El neoliberalismo es un haz de ideas y políticas (un paradigma, si se quiere) basadas en la creencia –no demostrada jamás- de que los mercados se corrigen a sí mismos, asignan los recursos con eficiencia y sirven al interés público. “Este fundamentalismo del mercado estuvo detrás del thatcherismo, la reaganomía y el “consenso de Washington”, es decir, de la privatización, la liberalización y el establecimiento de bancos centrales independientes preocupados exclusivamente por la inflación” (Stiglitz).
El neoliberalismo comenzó a emerger con la crisis de la agenda socialdemócrata registrada en los años 70 del siglo pasado; se desarrolló ampliamente en los 80, apoyándose tanto en el desmontaje del llamado ‘socialismo real’ como en la primera globalización y revolución tecnológica, y, finalmente, ganó hegemonía mundial en los años 90 durante los cuales marcó los cánones de lo económicamente correcto. Su supuesto de base era que “los fallos del Estado” impedían normalmente que las intervenciones estatales corrigieran “los fallos de los mercados”, por lo que se consideraba más sensato dejar que éstos se autorregularan, limitándose el papel de los Estados a liberalizar, privatizar, desregular, fomentar la competencia, garantizar la seguridad jurídica, los equilibrios macroeconómicos y a desarrollar políticas sociales focalizadas en los grupos más vulnerables.
Al renunciar a la construcción de una economía de mercado real y aceptar la realidad de mercados nacionales fragmentados e imperfectos sólo conectados internacionalmente a través de “enclaves”, el neoliberalismo renunció de hecho a que el ‘Estado Social o del Bienestar’ apareciera como el referente de la evolución económica de los países. Se abandonó así, en caída libre, la única experiencia histórica alternativa a los diversos socialismos reales y a los capitalismos de estado o de camarilla que ha tratado de conjugar el funcionamiento eficiente de las economías de mercado con la satisfacción de exigencias morales mínimas de igualdad y libertad.
··········
> _COMPLETA LO SIGUIENTE_
(a) Responde brevemente, según el texto sobre el neoliberalismo:
(i) ¿A quién se atribuye la cita sobre el fundamentalismo del mercado?
(ii) ¿Con la crisis de qué agenda comenzó a emerger el neoliberalismo?
(iii) ¿En qué década ganó el neoliberalismo hegemonía mundial?
(b) Transcribe sin cambios, del texto sobre el neoliberalismo, todo lo que va desde "El neoliberalismo comenzó" hasta "grupos más vulnerables.".
Las líneas vienen de otra fuente.
··········
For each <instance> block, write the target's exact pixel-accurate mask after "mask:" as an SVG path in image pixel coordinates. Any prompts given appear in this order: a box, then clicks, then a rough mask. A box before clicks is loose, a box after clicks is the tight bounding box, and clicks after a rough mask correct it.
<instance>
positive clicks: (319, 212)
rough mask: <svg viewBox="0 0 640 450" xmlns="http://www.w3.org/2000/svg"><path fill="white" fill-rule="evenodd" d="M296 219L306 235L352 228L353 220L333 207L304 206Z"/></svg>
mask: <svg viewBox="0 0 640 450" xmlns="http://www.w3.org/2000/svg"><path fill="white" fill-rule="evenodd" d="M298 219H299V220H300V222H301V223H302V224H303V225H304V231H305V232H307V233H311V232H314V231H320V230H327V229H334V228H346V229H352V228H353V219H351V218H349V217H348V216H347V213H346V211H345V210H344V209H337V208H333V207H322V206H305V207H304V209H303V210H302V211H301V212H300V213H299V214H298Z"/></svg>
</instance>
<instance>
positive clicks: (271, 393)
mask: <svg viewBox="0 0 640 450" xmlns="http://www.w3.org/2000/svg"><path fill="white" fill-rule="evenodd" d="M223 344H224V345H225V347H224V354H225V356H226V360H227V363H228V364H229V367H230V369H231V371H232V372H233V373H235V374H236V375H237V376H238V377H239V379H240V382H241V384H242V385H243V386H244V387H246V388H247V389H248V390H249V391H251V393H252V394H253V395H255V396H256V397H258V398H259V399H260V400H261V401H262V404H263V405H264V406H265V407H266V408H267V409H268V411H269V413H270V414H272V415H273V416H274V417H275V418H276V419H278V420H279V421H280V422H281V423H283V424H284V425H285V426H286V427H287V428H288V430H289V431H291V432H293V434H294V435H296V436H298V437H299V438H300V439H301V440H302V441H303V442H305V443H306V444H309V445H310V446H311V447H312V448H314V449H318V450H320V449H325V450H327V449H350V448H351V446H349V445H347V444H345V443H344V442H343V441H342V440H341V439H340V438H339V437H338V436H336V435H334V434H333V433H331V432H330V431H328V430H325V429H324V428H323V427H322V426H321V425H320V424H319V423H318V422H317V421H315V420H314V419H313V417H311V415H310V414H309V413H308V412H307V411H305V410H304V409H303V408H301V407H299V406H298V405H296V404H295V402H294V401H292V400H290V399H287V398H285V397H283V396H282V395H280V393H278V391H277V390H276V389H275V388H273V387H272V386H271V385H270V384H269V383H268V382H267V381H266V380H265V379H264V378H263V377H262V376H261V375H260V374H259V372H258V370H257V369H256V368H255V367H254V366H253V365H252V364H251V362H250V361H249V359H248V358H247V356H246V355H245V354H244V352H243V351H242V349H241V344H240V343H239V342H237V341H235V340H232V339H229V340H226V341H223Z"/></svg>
··········
> _RESPUESTAS DADAS_
(a)
(i) A Stiglitz.
(ii) Con la crisis de la agenda socialdemócrata de los años 70.
(iii) En los años 90.

(b)
El neoliberalismo comenzó a emerger con la crisis de la agenda socialdemócrata registrada en los años 70 del siglo pasado; se desarrolló ampliamente en los 80, apoyándose tanto en el desmontaje del llamado ‘socialismo real’ como en la primera globalización y revolución tecnológica, y, finalmente, ganó hegemonía mundial en los años 90 durante los cuales marcó los cánones de lo económicamente correcto. Su supuesto de base era que “los fallos del Estado” impedían normalmente que las intervenciones estatales corrigieran “los fallos de los mercados”, por lo que se consideraba más sensato dejar que éstos se autorregularan, limitándose el papel de los Estados a liberalizar, privatizar, desregular, fomentar la competencia, garantizar la seguridad jurídica, los equilibrios macroeconómicos y a desarrollar políticas sociales focalizadas en los grupos más vulnerables.